▶ WHAT TO PRODUCE
From the records below, extract every line that contains the word "house" and reproduce each such line in full.

▶ DATASET CONTENT
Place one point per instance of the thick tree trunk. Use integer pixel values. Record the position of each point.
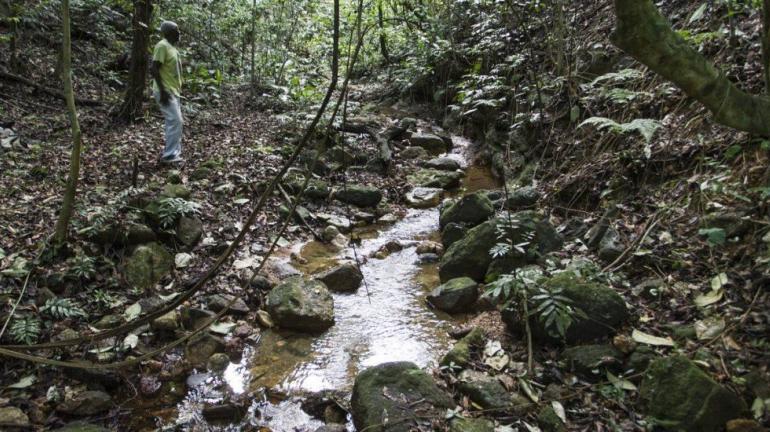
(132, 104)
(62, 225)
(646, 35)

---

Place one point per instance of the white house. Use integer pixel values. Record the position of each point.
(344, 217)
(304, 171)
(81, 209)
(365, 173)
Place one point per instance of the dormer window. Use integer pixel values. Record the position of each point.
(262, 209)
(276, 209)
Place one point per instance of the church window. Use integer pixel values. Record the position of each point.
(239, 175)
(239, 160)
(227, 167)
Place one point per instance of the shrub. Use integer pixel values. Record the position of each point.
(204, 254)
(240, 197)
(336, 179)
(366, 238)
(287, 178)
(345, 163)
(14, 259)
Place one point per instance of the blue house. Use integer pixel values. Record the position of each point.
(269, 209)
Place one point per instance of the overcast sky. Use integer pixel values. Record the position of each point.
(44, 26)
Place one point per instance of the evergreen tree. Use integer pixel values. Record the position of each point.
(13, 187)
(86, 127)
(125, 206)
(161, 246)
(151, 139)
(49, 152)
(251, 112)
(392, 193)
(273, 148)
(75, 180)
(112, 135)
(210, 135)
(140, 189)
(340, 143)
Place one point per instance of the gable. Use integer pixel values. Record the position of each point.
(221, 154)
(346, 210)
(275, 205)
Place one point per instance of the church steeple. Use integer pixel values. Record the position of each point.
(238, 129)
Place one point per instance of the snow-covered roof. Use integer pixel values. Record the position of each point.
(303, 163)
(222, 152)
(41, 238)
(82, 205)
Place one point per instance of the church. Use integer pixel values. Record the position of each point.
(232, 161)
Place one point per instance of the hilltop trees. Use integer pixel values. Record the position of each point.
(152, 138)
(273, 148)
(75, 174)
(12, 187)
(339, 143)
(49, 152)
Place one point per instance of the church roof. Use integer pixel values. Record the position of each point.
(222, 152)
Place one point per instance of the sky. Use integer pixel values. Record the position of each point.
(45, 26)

▶ RESPONSE TO THE EXERCISE
Place one point per instance of the white house. Use integer pixel values. Record the position of each point.
Place one point per instance of the blue house. Use integer pixel values. Record the position of each point.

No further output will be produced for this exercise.